* [WHAT TO PRODUCE]:
Only one stretch of the data below is wanted: the lines from the one with "Can you see the background" through the one with "Can you see the white flower", repeated exactly.

* [RECORDS SUPPLIED]:

- Opening Delimiter -

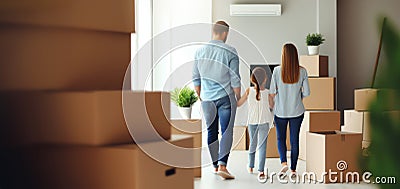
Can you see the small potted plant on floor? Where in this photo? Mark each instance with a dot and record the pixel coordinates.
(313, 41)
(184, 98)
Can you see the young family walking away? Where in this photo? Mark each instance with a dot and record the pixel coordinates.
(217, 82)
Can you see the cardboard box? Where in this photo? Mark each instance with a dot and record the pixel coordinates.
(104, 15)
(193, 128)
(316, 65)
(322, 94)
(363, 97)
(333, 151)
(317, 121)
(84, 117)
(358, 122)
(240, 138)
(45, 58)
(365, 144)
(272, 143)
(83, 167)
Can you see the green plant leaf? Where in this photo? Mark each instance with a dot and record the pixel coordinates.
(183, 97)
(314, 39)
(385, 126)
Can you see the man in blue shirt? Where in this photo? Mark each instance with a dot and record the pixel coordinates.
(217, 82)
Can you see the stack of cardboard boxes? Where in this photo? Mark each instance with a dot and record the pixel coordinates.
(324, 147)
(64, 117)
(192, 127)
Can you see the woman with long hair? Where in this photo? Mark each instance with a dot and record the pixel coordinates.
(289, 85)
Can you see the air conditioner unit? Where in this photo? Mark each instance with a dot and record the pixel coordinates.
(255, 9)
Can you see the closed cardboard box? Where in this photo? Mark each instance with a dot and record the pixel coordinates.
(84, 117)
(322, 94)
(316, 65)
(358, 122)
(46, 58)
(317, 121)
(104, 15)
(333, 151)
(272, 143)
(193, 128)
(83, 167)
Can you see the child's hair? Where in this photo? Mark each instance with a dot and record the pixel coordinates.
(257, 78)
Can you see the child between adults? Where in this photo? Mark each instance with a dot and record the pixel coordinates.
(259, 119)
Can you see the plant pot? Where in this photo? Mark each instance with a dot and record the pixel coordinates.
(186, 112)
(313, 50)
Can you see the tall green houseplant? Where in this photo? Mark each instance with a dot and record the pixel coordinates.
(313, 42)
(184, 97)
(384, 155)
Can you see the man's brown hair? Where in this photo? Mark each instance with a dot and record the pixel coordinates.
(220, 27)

- Closing Delimiter -
- Opening Delimiter -

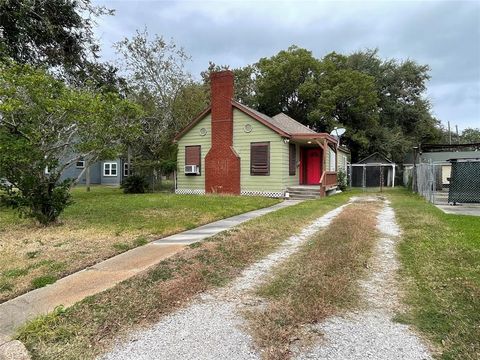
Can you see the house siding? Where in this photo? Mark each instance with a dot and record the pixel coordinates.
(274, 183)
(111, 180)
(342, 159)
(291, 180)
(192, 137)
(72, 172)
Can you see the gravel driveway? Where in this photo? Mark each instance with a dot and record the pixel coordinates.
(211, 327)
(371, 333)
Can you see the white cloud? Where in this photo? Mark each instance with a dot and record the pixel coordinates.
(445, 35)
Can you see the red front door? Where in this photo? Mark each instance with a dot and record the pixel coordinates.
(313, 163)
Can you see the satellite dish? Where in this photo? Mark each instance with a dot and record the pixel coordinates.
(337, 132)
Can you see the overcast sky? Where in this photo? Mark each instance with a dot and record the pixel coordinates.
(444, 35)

- Closing Delimiter -
- Opening Delimiter -

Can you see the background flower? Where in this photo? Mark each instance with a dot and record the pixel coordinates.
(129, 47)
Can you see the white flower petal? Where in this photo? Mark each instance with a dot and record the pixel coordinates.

- Closing Delimiter -

* [SOLUTION]:
Can you see the background flower? Where in this photo? Mark each instance with a dot and record the pixel coordinates.
(129, 47)
Can you see the white flower petal? Where in this photo? Mark each instance with a dot and record the pixel coordinates.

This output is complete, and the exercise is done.